## begin

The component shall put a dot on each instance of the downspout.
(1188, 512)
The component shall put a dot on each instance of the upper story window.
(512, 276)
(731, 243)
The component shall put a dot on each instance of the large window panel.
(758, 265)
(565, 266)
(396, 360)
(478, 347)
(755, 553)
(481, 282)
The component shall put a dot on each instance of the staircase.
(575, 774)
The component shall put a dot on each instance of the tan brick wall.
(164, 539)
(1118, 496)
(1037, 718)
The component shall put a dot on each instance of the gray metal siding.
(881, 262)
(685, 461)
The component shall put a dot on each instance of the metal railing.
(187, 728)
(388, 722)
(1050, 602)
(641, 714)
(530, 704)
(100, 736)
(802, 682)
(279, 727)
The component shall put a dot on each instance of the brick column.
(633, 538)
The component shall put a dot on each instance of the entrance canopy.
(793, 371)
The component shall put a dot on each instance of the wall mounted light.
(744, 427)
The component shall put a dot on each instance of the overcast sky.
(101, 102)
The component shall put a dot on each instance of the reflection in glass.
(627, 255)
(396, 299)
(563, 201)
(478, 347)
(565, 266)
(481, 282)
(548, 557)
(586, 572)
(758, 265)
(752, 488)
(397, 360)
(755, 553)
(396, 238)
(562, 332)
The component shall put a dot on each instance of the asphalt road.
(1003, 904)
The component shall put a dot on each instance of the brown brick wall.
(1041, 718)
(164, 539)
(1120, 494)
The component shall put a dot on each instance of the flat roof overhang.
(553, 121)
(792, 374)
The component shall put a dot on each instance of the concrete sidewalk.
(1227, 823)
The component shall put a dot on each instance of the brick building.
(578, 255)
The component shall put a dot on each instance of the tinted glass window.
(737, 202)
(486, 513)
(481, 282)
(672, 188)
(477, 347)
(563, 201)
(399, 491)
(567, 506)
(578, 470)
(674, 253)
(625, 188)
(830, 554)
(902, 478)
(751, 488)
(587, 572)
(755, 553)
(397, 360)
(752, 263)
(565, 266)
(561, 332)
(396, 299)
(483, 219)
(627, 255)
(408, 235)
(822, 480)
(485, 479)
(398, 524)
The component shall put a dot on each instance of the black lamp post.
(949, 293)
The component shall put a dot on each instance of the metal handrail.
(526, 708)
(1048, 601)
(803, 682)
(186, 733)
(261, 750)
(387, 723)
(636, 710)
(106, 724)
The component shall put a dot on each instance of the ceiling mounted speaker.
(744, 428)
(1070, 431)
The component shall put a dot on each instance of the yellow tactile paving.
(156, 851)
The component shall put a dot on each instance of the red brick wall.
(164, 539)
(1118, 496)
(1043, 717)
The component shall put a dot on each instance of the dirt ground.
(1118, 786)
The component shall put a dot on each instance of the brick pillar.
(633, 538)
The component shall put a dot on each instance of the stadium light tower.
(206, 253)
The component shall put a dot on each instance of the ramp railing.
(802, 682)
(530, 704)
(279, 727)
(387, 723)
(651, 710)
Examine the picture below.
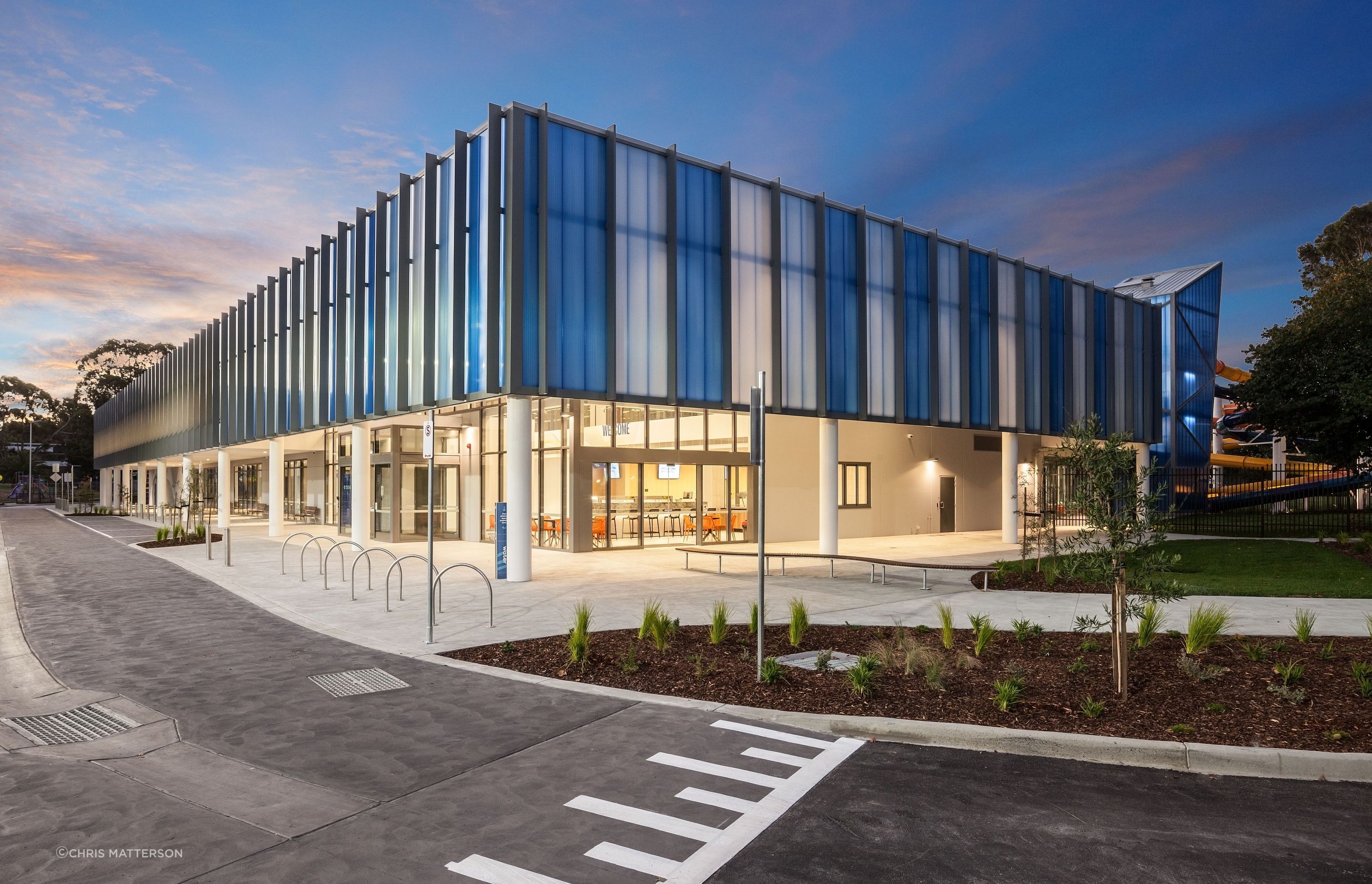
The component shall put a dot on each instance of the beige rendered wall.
(905, 478)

## end

• WHAT YOU NEED TO DO
Recast every item above as a numbered list, one line per entry, with blank lines omitted and no pictures included.

• REPLY TO THE TASK
1. The component shall put a dot on each instance of the downspout.
2. (1188, 512)
3. The component shall put a dot on each instance of the upper story window.
4. (512, 276)
5. (731, 243)
6. The component shall put a dot on each instance of the large window panel.
7. (758, 265)
8. (565, 266)
9. (396, 360)
10. (478, 347)
11. (755, 553)
12. (481, 282)
13. The component shall put a dot on each instance of the staircase.
14. (575, 774)
15. The component shall put a dot on each instance of the tan brick wall.
16. (164, 539)
17. (1118, 496)
18. (1037, 718)
19. The component shall put a dot on each instance of the gray metal siding.
20. (881, 262)
21. (685, 461)
22. The component shall put a dot on each instance of the metal railing.
23. (187, 728)
24. (388, 722)
25. (1050, 602)
26. (641, 714)
27. (530, 704)
28. (100, 736)
29. (802, 682)
30. (279, 727)
31. The component shall put a dot on each instance of the brick column.
32. (633, 538)
33. The component shall put a dot on each instance of the entrance canopy.
34. (793, 371)
35. The component shall put a dot on each instance of the wall mounted light.
36. (744, 427)
37. The component shall put a dot on each instance of the overcast sky.
38. (101, 102)
39. The component shall put a dot on each instance of the reflection in glass.
40. (627, 255)
41. (396, 299)
42. (563, 201)
43. (478, 347)
44. (565, 266)
45. (481, 282)
46. (548, 557)
47. (586, 572)
48. (758, 265)
49. (752, 488)
50. (397, 360)
51. (755, 553)
52. (396, 238)
53. (562, 332)
54. The component shall put a dot on each instance of the asphalt road.
55. (1003, 904)
56. The component shall put a dot on each instance of the brown brick wall.
57. (1041, 718)
58. (164, 539)
59. (1120, 494)
60. The component shall put a dot on each instance of the flat roof overhang.
61. (553, 121)
62. (792, 374)
63. The component shall put a dot on each instance of the concrete sidewalk.
64. (1227, 823)
65. The component shall put a dot on each instance of the brick building.
66. (578, 255)
67. The component shall put a dot on each instance of the tinted glass window.
68. (737, 202)
69. (486, 513)
70. (481, 282)
71. (672, 188)
72. (477, 347)
73. (563, 201)
74. (399, 491)
75. (567, 506)
76. (578, 470)
77. (674, 253)
78. (625, 188)
79. (830, 554)
80. (902, 478)
81. (751, 488)
82. (587, 572)
83. (755, 553)
84. (397, 360)
85. (752, 263)
86. (565, 266)
87. (561, 332)
88. (396, 299)
89. (483, 219)
90. (627, 255)
91. (408, 235)
92. (822, 480)
93. (485, 479)
94. (398, 524)
95. The component shall put a dot on each instance of the black lamp post.
96. (949, 293)
97. The component shall put a dot on each instance of the metal handrail.
98. (526, 708)
99. (1048, 601)
100. (803, 682)
101. (186, 733)
102. (261, 750)
103. (387, 723)
104. (636, 710)
105. (106, 724)
106. The component shall put a dot on each instance of the ceiling mounted speaker.
107. (744, 428)
108. (1070, 431)
109. The component shall put a dot on each instance of the yellow tactile paving.
110. (156, 851)
111. The component shall put a dot on each instance of the red brick wall.
112. (164, 539)
113. (1118, 496)
114. (1043, 717)
115. The component shall put a dot on each instance of the dirt ground.
116. (1118, 786)
117. The component shall put a dot on each instance of the brick pillar.
118. (633, 538)
119. The component shall put a dot on each instance of the stadium light tower.
120. (206, 253)
121. The component shall put a dot on each instance of the ramp railing.
122. (802, 682)
123. (530, 704)
124. (279, 727)
125. (387, 723)
126. (651, 710)
127. Examine the picture below.
128. The component shall put a dot on each instance of the beige rendered wall.
129. (905, 478)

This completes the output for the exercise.